-- start Data records --
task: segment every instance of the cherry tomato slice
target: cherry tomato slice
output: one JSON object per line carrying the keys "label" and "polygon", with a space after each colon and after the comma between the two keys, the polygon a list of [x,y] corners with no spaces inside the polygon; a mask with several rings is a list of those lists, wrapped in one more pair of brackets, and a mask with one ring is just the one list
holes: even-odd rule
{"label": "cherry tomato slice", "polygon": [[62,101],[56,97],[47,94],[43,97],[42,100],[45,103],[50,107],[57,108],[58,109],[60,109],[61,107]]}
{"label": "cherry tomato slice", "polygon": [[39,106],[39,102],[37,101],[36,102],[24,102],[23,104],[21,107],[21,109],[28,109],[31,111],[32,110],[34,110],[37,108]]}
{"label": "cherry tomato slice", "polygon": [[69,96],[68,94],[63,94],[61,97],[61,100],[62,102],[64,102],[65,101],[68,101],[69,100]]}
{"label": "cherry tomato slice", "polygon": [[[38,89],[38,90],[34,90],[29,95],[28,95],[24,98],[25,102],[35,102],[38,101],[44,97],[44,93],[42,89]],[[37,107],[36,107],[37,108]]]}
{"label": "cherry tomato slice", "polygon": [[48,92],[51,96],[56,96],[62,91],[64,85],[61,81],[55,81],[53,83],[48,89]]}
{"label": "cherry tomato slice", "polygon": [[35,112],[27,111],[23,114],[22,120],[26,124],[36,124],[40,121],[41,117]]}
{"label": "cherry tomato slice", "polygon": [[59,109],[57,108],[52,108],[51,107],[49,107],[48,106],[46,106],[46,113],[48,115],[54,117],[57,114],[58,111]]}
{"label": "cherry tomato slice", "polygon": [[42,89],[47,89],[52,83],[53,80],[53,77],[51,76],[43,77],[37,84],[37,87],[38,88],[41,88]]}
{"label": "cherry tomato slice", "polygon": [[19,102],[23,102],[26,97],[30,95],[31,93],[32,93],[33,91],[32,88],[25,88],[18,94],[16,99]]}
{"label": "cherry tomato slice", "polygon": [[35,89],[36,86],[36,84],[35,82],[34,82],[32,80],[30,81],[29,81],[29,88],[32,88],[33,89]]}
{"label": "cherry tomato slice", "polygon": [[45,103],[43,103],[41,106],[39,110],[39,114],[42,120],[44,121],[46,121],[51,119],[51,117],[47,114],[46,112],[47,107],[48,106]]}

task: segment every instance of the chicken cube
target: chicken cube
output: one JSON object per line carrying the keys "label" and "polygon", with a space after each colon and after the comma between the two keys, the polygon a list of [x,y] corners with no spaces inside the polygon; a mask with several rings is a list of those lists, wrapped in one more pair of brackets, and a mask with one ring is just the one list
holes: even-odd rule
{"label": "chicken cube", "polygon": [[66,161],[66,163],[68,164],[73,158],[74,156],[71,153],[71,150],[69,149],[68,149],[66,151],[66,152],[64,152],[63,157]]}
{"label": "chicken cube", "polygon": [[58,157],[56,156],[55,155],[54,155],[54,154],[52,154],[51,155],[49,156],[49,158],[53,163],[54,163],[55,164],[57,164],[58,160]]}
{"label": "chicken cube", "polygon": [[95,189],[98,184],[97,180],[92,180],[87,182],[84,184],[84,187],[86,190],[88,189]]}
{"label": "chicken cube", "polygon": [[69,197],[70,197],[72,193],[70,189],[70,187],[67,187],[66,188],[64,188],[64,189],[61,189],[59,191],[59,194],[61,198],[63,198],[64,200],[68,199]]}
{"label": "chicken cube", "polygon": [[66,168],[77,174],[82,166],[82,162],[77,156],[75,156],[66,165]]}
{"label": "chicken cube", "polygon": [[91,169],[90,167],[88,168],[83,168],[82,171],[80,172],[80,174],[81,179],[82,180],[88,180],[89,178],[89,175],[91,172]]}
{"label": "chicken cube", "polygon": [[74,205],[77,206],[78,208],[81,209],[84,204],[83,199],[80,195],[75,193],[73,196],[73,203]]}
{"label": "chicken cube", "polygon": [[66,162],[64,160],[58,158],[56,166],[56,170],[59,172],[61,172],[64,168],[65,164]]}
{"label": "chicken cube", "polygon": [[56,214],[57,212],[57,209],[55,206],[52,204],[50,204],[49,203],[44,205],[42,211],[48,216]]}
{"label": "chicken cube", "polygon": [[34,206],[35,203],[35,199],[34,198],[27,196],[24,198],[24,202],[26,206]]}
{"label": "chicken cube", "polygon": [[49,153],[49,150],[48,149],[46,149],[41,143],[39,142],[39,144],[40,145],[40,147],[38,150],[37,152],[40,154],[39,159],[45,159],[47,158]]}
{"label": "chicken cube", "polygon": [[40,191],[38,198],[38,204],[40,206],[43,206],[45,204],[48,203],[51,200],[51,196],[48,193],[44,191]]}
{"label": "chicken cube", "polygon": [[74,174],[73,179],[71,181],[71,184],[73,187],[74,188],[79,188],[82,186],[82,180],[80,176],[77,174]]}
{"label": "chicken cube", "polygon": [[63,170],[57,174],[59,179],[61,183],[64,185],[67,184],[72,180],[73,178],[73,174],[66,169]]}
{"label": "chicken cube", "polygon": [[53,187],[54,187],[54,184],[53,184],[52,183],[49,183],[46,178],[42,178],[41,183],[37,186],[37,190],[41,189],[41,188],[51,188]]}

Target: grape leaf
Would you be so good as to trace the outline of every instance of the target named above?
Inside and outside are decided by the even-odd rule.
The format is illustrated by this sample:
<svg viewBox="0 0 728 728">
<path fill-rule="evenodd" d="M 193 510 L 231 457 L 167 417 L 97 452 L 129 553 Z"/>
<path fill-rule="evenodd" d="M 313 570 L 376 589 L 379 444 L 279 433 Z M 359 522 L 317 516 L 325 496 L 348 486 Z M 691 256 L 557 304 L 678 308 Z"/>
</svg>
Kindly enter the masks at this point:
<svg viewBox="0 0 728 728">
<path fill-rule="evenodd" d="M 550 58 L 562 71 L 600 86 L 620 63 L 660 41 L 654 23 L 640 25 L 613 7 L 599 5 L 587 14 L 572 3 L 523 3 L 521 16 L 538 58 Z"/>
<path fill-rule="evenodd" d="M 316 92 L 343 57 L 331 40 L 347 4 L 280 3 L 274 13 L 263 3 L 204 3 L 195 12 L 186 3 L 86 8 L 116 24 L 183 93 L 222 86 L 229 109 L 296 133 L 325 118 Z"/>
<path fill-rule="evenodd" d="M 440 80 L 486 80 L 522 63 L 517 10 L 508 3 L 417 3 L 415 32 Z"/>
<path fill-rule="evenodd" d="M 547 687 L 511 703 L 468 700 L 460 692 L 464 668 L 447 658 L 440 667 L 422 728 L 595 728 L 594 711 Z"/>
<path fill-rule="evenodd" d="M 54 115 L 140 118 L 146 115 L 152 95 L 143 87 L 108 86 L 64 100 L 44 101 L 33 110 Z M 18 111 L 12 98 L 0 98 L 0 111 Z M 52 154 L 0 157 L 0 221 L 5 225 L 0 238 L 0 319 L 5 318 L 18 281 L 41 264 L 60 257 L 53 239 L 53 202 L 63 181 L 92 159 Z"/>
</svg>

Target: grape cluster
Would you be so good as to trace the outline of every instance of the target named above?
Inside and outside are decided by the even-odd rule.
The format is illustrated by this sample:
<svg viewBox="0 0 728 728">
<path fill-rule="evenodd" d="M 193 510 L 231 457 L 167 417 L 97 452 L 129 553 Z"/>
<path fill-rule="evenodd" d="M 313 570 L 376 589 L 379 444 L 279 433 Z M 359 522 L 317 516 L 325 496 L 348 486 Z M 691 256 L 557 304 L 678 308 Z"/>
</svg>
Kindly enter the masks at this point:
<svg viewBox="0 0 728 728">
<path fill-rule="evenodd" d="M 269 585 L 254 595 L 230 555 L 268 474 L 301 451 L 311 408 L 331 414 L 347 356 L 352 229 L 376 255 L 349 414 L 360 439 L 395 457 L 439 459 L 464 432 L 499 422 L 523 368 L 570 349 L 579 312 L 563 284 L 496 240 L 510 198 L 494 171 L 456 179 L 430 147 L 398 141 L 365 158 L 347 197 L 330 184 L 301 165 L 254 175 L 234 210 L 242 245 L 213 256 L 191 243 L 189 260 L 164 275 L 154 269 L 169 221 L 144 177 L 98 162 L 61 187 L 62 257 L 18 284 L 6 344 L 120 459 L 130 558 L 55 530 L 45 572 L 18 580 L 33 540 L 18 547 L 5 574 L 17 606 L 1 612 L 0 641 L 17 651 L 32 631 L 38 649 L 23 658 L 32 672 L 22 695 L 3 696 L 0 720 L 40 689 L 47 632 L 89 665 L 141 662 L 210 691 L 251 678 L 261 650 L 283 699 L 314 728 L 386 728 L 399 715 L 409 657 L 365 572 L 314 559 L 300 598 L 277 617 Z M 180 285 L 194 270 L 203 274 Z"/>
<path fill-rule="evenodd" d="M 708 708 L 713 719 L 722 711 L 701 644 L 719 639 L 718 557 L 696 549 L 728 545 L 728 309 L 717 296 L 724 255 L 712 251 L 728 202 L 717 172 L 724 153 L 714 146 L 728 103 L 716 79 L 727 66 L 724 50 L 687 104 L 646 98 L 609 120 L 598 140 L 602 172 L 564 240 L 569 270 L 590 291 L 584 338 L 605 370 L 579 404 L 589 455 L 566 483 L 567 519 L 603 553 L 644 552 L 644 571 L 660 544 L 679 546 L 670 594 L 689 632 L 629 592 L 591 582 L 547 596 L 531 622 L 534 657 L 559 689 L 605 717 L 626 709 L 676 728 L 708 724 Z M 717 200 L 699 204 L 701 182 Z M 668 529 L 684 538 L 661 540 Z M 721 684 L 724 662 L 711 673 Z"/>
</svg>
-- end Data records --
Your objective — Give as a numbered list, blank lines left out, the lines in the records above from the line with "task: segment every instance of the chicken" up to and including the line with "target: chicken cube".

Full response —
1. task: segment every instance of the chicken cube
2. target: chicken cube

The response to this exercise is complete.